== Tujuan tugas ==
Kumpulkan semua baris dalam materi di bawah yang memuat kata "woman", lalu salin tiap baris itu.

Cuplikan dataset penunjukan titik:
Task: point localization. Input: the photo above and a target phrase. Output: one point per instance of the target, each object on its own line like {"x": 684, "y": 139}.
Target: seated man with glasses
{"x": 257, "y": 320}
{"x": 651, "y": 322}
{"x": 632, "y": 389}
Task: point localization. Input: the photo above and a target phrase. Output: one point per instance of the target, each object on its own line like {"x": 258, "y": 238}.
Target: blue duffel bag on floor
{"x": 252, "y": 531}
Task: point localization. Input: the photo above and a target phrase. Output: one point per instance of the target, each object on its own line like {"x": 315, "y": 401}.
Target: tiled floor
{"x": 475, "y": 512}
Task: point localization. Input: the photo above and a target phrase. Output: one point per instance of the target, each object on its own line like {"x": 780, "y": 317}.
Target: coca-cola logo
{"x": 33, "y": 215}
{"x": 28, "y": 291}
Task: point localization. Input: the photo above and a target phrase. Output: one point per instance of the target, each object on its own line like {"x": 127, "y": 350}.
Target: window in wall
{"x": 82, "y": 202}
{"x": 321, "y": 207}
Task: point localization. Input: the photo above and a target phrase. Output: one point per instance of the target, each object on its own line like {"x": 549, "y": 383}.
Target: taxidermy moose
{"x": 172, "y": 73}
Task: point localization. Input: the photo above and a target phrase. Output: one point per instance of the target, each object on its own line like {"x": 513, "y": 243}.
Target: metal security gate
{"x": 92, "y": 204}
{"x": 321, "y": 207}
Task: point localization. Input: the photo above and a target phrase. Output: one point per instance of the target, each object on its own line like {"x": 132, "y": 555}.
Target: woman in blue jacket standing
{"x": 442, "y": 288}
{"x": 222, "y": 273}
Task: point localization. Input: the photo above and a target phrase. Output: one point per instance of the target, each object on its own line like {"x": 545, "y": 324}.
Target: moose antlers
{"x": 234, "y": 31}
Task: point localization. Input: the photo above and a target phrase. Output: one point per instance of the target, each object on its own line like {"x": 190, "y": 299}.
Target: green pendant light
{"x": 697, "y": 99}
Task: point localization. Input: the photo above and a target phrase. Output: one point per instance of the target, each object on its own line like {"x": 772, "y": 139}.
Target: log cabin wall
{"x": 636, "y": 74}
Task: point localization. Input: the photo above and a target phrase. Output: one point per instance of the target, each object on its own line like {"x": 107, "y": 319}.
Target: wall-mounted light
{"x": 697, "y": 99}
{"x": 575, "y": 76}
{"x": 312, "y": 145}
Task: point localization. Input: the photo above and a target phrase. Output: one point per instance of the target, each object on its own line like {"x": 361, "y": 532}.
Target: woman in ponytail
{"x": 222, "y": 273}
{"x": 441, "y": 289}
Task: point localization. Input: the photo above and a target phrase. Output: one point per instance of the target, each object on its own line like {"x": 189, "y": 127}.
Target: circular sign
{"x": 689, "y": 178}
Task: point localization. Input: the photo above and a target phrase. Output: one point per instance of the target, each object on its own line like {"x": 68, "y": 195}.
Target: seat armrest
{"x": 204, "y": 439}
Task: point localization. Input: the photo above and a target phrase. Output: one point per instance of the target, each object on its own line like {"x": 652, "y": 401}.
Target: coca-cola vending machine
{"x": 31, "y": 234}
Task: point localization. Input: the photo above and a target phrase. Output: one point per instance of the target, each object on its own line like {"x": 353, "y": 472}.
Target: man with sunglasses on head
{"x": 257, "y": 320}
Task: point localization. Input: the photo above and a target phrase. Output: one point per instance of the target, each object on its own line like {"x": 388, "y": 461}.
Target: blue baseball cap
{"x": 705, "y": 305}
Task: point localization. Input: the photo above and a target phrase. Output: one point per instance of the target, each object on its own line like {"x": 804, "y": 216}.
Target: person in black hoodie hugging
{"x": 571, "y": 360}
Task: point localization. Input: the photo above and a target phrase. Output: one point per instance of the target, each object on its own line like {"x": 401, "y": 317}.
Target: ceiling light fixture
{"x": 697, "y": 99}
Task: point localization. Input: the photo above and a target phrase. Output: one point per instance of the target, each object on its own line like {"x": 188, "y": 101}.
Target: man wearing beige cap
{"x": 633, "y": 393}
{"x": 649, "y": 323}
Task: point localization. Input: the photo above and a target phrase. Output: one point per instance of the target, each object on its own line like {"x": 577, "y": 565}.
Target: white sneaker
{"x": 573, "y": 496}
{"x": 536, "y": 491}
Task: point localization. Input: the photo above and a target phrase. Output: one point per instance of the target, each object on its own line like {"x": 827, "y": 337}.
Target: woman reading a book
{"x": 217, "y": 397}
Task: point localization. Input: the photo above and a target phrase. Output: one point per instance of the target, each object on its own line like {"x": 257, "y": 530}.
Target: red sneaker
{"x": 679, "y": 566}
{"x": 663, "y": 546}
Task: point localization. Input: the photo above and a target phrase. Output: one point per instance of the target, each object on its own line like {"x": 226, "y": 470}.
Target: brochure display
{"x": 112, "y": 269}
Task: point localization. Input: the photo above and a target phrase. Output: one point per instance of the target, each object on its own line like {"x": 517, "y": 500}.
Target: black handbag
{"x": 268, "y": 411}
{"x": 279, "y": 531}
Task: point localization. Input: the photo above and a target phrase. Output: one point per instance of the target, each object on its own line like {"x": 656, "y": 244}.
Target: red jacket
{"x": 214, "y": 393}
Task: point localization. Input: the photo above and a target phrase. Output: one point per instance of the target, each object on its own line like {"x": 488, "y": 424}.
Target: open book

== Jawaban tugas ==
Target: woman in blue jacket standing
Target: woman in ponytail
Target: woman reading a book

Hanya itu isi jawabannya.